Rewrite the data below as a numbered list, one line per item, leaving out any blank lines.

Supplied data:
----
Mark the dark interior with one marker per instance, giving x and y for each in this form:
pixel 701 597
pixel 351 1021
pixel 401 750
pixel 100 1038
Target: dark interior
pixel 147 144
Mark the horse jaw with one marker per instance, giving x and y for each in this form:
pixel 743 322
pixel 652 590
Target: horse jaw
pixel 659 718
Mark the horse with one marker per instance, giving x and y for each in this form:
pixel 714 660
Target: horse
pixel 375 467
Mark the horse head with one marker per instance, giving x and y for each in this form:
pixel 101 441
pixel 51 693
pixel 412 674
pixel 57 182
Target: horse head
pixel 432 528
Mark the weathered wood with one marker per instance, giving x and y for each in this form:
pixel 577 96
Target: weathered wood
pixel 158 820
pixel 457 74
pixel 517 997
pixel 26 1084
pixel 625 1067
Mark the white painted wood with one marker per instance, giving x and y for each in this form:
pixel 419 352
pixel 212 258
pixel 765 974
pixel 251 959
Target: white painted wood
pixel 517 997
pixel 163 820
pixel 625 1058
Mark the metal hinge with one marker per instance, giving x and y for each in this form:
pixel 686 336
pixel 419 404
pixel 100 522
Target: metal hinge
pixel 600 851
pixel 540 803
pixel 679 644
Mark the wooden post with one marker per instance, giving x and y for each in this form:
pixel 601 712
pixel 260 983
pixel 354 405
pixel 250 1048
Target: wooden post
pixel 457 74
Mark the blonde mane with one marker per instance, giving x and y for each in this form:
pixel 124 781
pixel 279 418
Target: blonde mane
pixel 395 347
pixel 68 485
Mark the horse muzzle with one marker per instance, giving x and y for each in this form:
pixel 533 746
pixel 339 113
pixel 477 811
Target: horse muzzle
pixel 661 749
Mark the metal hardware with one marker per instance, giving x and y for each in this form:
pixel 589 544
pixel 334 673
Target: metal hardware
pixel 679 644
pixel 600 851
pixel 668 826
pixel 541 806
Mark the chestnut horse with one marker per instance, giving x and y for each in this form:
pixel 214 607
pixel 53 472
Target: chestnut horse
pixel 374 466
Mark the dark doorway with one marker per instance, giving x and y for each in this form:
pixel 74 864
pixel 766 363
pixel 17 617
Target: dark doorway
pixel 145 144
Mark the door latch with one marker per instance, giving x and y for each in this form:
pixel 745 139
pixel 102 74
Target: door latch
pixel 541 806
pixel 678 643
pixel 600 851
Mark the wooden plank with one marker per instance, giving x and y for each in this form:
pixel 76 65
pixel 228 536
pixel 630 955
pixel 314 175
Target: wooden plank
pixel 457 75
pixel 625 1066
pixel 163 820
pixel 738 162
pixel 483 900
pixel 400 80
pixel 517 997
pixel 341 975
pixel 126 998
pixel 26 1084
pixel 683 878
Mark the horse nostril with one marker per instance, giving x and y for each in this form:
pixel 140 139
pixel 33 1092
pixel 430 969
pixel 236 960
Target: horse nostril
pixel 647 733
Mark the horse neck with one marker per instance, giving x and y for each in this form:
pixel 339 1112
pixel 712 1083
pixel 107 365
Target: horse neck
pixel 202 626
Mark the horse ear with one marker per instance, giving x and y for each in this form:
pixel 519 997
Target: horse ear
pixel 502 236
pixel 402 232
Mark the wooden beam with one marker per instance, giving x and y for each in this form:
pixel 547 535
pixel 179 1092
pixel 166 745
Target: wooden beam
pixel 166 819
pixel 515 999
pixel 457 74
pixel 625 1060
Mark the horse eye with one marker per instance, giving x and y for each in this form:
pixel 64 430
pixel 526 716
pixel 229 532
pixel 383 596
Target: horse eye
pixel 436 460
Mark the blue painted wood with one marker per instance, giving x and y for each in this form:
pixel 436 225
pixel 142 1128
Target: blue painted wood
----
Solution below:
1. Mark the dark interior with one marker per instance, giving x and y for each in this form:
2. pixel 701 597
3. pixel 351 1021
4. pixel 401 750
5. pixel 100 1038
6. Target: dark interior
7. pixel 147 144
8. Mark the horse jaw with one marker per instance, giving x and y for each in this form:
9. pixel 743 322
10. pixel 652 590
11. Target: horse jaw
12. pixel 659 718
13. Mark the horse with one marker per instance, giving x and y for each in this form:
14. pixel 714 660
15. Target: horse
16. pixel 375 467
17. Mark the horse head with one marker per instance, giving x and y for each in this form:
18. pixel 101 441
19. pixel 51 693
20. pixel 412 674
21. pixel 57 182
22. Target: horse head
23. pixel 432 528
24. Mark the weathered wood with one marker per instance, giving x and y for each in this form:
25. pixel 577 96
26. Target: weathered wood
27. pixel 158 820
28. pixel 457 74
29. pixel 517 997
30. pixel 26 1084
31. pixel 625 1067
32. Mark the white painted wood with one marker per instance, giving x and y for each in this form:
33. pixel 419 352
34. pixel 212 258
35. pixel 765 974
36. pixel 251 959
37. Target: white painted wood
38. pixel 517 997
39. pixel 163 820
40. pixel 625 1058
41. Mark the metal hinge with one marker per instance, giving x and y for each in this form:
42. pixel 686 336
43. pixel 419 404
44. pixel 100 522
45. Target: metal hinge
46. pixel 600 851
47. pixel 540 803
48. pixel 679 644
49. Mark the wooden post with one marker per instance, giving x and y for each in this form:
50. pixel 601 712
51. pixel 260 983
52. pixel 354 405
53. pixel 250 1048
54. Target: wooden post
55. pixel 457 74
56. Mark the blonde mane with one marker per instance, giving x and y for each in this form:
57. pixel 124 781
58. pixel 279 418
59. Target: blonde mane
60. pixel 395 347
61. pixel 68 485
62. Mark the horse muzzle with one marker per instance, giving x and y for each in this form:
63. pixel 533 746
64. pixel 339 113
65. pixel 477 811
66. Target: horse muzzle
67. pixel 661 749
68. Mark the metal hardware with one marker per instance, giving x and y for each in this form:
69. pixel 589 544
70. pixel 334 673
71. Target: metal hardware
72. pixel 679 644
73. pixel 600 851
74. pixel 668 826
75. pixel 541 806
76. Mark the chestnut horse with one marker per instance, giving x and y for each in this form:
77. pixel 214 607
78. pixel 53 472
79. Target: chestnut horse
80. pixel 374 466
81. Mark the dark doorway with one marker per instance, giving x and y for each in this form:
82. pixel 74 864
83. pixel 766 363
84. pixel 17 617
85. Target: dark doorway
86. pixel 145 144
87. Mark the door latch with one marker per instance, giving x and y for each in this form:
88. pixel 745 139
89. pixel 102 74
90. Target: door latch
91. pixel 541 806
92. pixel 678 643
93. pixel 600 851
94. Mark the wooden plank with one marker per instance, giving x and y for each in this form:
95. pixel 76 65
96. pixel 228 536
97. pixel 630 955
98. pixel 314 175
99. Target: wooden plank
100. pixel 457 75
101. pixel 625 1066
102. pixel 163 820
103. pixel 738 162
104. pixel 483 900
105. pixel 400 80
106. pixel 517 997
107. pixel 341 975
108. pixel 126 998
109. pixel 26 1084
110. pixel 683 878
111. Mark the horse nostril with one marker per instance, giving x and y for each in this form:
112. pixel 140 139
113. pixel 33 1092
114. pixel 430 969
115. pixel 236 960
116. Target: horse nostril
117. pixel 647 733
118. Mark the horse neck with one marker per instance, giving x and y for each in this form:
119. pixel 339 1112
120. pixel 712 1083
121. pixel 107 365
122. Target: horse neck
123. pixel 202 626
124. Mark the horse ear with one marker per instance, giving x and y for each in this form:
125. pixel 519 997
126. Target: horse ear
127. pixel 502 236
128. pixel 402 232
129. Mark the wooden beam with one marker per instance, giving x and y for each in this form:
130. pixel 547 535
131. pixel 179 1092
132. pixel 166 745
133. Target: wooden beam
134. pixel 166 819
135. pixel 515 999
136. pixel 457 74
137. pixel 625 1060
138. Mark the horse eye with one marker per instance, giving x and y for each in this form:
139. pixel 64 430
140. pixel 526 716
141. pixel 229 532
142. pixel 383 596
143. Target: horse eye
144. pixel 436 460
145. Mark the blue painted wood with one marker per instance, giving x and y for each in this form:
146. pixel 436 225
147. pixel 142 1128
148. Target: blue painted wood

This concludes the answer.